>> Begin
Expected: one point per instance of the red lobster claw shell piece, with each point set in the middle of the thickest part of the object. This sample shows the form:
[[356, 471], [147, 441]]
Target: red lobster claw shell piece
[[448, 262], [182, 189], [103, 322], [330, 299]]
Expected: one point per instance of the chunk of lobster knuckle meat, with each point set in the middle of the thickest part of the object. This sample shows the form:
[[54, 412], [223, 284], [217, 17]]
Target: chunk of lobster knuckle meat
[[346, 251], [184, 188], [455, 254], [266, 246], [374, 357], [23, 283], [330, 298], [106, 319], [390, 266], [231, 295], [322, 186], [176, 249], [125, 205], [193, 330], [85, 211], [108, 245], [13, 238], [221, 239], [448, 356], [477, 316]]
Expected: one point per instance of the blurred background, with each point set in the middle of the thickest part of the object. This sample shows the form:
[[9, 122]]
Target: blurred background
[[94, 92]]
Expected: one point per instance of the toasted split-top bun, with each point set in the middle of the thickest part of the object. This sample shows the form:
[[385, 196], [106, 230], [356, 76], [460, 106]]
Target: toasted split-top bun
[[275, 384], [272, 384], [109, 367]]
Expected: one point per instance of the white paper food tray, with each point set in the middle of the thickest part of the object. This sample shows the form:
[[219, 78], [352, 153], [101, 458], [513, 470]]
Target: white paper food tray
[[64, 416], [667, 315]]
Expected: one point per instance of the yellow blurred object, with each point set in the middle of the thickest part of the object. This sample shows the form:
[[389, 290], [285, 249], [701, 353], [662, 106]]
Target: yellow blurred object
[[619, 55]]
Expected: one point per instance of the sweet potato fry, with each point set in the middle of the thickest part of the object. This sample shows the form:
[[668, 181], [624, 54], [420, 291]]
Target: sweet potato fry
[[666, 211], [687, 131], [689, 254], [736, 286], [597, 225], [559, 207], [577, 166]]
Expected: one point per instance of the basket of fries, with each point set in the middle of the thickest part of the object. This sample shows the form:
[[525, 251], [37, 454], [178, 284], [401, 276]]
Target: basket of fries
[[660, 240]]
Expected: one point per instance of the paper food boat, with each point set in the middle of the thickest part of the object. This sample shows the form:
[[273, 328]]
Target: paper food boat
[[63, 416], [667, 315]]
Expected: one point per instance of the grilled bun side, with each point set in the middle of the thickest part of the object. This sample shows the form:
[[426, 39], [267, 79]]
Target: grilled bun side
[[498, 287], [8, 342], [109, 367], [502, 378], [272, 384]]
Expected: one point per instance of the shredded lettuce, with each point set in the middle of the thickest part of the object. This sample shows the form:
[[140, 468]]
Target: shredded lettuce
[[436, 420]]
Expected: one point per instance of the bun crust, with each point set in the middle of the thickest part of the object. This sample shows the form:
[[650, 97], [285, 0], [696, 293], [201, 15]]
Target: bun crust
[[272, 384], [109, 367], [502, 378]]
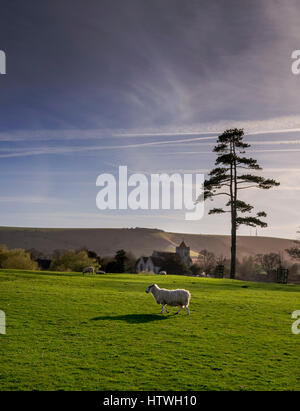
>> End
Output every line of the entries above as a Markdown table with the columns "Row" and "Entry line", numbering the rows in order and omitting blank lines. Leave the pictures out of the table.

» Written solution:
| Row | Entry line |
|---|---|
| 1 | Expected: one point per instance of the red lobster claw shell piece, with each point set in the middle of the thickest part of the object. This sample shows the form: |
| 2 | [[356, 471], [147, 441]] |
| 3 | Target: red lobster claw shell piece |
| 4 | [[448, 262], [182, 189], [103, 322], [330, 299]] |
| 5 | Expected: one point per instance of the chunk of lobster knuckle meat, with each point set in the middle of the thickest part of the object. This sample shows the form: |
| 6 | [[54, 412], [223, 284], [217, 17]] |
| 7 | Target: chunk of lobster knuckle meat |
| 8 | [[346, 251], [184, 188], [455, 254], [266, 246], [374, 357], [23, 283], [330, 298], [106, 319], [390, 266], [231, 295], [322, 186], [176, 249], [125, 205], [193, 330], [85, 211], [108, 245], [13, 238], [221, 239], [448, 356], [477, 316]] |
| 9 | Expected: one point per instance of the blurred background, with each point set in the middle of the thickest part of the object. This sample shows the form: |
| 10 | [[9, 122]] |
| 11 | Target: blurred background |
| 12 | [[94, 92]] |
| 13 | Expected: one point per instance of the toasted split-top bun, with each point set in the middle of the thickest part of the object. This sample shows the form: |
| 14 | [[385, 196], [106, 230], [356, 76], [460, 106]] |
| 15 | Target: toasted split-top bun |
| 16 | [[275, 384], [272, 384], [109, 367]] |
| 17 | Expected: one point per instance of the white paper food tray, with each point set in the middle of the thickest part of the object. This sample shows the form: |
| 18 | [[219, 78], [352, 153], [101, 458], [513, 470]] |
| 19 | Target: white paper food tray |
| 20 | [[64, 416], [667, 315]] |
| 21 | Expected: one point per instance of the yellow blurred object, with each point set in the middle of the thickest part of the object. This sample shows the form: |
| 22 | [[389, 290], [285, 249], [701, 353], [662, 106]] |
| 23 | Target: yellow blurred object |
| 24 | [[619, 55]] |
| 25 | Expected: one point per instance of the sweet potato fry, with each point set in the middle of the thickest part of the object. This sample shows the form: |
| 26 | [[668, 181], [624, 54], [420, 291]] |
| 27 | Target: sweet potato fry |
| 28 | [[666, 211], [687, 131], [689, 254], [736, 286], [597, 225], [559, 207], [577, 166]] |
| 29 | Expected: one point per instance of the basket of fries, with each point set in the middle of the thickest part of the object. This sample shows the form: |
| 30 | [[525, 251], [37, 454], [178, 284], [401, 276]] |
| 31 | Target: basket of fries |
| 32 | [[660, 240]] |
| 33 | Expected: one point per instance of the paper food boat, with each point set in the middle of the thickest part of the object. This sample shows the form: |
| 34 | [[273, 328]] |
| 35 | Target: paper food boat |
| 36 | [[63, 416], [667, 315]] |
| 37 | Expected: one point per instance of the grilled bun side, with each point set in the middle of the thickest part of the object. This sample shows the form: |
| 38 | [[426, 39], [267, 79]] |
| 39 | Target: grilled bun side |
| 40 | [[498, 287], [8, 342], [109, 367], [502, 378], [272, 384]] |
| 41 | Expected: one point per instance of the shredded lettuce, with each point set in the middle of the thickest part of the object. This sample shows the form: |
| 42 | [[140, 468]] |
| 43 | Target: shredded lettuce |
| 44 | [[436, 420]] |
| 45 | Expected: one point per instance of the bun crust, with each point set in the middle of the thickest part of the object. This sample shows the form: |
| 46 | [[650, 97], [285, 0], [696, 293], [201, 15]] |
| 47 | Target: bun crust |
| 48 | [[272, 384], [109, 367], [502, 378]] |